The stretch wanted below opens at the line containing "Target: icing dot detail" and closes at the line containing "mark the blue sky | one pin per instance.". Please return it exactly, with no other lines.

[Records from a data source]
---------------

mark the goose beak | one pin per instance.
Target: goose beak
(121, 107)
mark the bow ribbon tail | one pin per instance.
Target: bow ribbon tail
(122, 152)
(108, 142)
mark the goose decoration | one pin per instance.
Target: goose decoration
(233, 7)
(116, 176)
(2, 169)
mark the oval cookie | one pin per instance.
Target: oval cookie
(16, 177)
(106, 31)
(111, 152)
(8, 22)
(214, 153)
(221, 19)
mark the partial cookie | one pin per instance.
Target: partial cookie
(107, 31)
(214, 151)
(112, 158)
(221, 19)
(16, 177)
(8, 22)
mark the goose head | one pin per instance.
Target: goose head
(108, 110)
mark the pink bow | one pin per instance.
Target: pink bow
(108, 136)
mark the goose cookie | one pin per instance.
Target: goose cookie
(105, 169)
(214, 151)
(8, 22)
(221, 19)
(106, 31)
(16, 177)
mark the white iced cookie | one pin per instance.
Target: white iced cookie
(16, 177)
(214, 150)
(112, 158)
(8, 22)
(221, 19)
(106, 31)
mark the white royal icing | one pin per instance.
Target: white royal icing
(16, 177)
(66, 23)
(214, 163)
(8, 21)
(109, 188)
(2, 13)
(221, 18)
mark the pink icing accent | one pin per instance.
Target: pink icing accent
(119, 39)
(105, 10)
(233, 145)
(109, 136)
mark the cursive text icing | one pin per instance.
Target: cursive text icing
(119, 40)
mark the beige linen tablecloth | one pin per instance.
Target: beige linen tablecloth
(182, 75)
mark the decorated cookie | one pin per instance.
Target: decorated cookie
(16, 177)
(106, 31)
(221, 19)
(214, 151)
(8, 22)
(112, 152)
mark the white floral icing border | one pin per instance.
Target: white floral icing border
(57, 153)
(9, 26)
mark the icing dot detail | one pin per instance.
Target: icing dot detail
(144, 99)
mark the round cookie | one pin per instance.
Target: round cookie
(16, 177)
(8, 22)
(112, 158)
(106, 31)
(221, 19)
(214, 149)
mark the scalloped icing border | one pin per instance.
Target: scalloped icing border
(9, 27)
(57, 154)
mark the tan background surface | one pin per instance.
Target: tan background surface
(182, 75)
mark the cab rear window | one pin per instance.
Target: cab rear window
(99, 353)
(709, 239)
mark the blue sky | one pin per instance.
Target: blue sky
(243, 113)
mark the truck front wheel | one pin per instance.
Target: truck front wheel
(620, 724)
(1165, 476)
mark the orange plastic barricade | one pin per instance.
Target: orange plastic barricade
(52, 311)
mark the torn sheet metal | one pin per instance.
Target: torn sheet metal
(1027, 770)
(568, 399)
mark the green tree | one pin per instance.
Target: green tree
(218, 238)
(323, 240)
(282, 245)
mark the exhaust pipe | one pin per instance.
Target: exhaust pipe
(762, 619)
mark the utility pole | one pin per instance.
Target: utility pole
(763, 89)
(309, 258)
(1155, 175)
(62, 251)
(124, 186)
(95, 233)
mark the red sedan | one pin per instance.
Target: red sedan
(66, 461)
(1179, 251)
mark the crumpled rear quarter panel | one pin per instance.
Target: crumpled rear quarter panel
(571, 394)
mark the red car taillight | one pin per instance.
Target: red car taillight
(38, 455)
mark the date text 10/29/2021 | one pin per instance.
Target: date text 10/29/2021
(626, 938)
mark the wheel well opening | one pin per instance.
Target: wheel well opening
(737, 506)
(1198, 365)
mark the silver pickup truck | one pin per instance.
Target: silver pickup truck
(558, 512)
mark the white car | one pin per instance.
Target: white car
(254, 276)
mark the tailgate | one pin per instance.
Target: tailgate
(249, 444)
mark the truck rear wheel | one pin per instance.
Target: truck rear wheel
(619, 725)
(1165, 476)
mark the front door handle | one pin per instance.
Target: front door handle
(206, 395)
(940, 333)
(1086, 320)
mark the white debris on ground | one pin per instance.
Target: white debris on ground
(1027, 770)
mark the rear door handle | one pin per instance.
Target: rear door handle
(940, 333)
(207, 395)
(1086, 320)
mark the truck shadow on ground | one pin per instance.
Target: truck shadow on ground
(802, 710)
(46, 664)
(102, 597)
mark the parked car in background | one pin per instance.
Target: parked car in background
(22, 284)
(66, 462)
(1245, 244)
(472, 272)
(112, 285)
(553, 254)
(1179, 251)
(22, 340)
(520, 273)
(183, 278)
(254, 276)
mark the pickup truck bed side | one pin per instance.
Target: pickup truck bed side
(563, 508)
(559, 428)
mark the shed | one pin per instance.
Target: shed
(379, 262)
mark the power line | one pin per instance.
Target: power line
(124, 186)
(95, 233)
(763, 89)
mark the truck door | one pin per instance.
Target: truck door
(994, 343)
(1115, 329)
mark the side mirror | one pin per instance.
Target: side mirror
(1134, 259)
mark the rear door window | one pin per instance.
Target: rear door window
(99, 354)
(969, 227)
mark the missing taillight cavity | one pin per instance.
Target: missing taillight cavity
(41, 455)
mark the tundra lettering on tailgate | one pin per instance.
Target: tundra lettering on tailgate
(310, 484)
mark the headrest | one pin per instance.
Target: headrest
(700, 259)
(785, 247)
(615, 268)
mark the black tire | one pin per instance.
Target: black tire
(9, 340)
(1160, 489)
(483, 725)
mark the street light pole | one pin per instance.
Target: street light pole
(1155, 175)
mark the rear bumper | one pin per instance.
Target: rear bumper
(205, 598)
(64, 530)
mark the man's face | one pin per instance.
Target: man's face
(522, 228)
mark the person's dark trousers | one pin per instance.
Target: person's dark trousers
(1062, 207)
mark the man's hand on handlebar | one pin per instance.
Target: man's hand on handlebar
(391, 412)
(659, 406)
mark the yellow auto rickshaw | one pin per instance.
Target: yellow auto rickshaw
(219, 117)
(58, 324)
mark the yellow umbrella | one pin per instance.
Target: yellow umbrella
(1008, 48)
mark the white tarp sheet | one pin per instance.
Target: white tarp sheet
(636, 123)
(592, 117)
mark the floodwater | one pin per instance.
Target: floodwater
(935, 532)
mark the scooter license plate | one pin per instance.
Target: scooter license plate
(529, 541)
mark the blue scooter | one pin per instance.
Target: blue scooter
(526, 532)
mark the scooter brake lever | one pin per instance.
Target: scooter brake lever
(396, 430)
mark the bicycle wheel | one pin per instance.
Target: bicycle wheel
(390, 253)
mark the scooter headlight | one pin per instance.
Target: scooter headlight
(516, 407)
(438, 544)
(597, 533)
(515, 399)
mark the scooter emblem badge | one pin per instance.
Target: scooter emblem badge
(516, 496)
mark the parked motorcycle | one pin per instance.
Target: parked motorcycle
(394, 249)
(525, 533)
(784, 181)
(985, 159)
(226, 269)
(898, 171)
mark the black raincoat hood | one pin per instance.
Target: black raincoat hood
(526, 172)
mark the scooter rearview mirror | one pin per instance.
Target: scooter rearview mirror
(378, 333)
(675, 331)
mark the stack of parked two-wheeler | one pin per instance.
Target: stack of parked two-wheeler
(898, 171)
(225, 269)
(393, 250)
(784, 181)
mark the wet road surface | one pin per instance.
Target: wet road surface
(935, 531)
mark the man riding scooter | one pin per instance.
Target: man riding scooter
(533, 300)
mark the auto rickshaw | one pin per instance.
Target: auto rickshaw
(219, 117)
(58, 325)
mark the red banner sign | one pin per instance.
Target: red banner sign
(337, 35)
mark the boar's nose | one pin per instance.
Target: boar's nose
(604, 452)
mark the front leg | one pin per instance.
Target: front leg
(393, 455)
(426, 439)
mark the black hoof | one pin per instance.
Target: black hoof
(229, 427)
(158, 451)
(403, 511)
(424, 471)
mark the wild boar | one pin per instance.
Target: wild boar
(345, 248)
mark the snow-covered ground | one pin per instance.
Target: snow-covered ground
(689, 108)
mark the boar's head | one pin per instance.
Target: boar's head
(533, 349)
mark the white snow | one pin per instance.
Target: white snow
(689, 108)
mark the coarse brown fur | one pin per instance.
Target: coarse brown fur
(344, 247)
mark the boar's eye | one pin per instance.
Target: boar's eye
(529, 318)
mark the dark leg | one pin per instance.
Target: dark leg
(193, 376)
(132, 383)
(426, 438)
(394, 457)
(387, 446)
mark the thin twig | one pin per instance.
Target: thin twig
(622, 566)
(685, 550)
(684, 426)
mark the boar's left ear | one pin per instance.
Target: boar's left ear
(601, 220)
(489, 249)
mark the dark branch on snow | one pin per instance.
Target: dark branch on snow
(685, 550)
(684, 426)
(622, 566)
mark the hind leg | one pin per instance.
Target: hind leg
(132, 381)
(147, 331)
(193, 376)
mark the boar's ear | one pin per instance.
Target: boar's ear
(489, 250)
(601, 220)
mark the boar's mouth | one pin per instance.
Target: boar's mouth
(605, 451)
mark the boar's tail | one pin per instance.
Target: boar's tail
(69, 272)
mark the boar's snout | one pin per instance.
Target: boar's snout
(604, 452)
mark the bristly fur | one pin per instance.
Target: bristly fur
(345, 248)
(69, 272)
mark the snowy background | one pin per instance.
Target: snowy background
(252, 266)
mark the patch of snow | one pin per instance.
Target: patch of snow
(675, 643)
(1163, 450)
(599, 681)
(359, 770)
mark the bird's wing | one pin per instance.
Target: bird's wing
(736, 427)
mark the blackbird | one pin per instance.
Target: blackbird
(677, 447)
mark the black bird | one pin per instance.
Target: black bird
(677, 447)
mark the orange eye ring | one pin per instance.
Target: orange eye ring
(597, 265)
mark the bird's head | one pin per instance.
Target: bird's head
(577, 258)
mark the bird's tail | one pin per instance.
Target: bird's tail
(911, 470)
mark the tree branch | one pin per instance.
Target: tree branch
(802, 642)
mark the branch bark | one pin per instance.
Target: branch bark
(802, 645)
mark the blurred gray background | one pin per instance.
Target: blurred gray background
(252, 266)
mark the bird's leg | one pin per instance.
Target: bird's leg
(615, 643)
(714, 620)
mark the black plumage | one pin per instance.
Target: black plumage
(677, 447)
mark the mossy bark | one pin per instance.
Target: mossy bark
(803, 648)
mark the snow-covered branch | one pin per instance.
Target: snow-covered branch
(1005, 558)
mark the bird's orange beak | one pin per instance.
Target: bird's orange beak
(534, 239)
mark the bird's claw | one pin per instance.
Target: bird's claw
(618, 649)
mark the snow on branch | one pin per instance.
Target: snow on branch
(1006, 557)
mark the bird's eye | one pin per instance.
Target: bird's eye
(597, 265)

---------------

▶ [Answer to the exercise]:
Target: icing dot detail
(144, 99)
mark the round cookie | one pin per instance.
Target: round cookie
(16, 177)
(8, 22)
(112, 158)
(106, 31)
(221, 19)
(214, 149)
mark the scalloped icing border | one pin per instance.
Target: scalloped icing border
(9, 27)
(57, 154)
mark the tan background surface | one pin per instance.
Target: tan background surface
(182, 75)
mark the cab rear window | one pin per instance.
Target: cab rear window
(99, 353)
(709, 239)
mark the blue sky | one pin per instance.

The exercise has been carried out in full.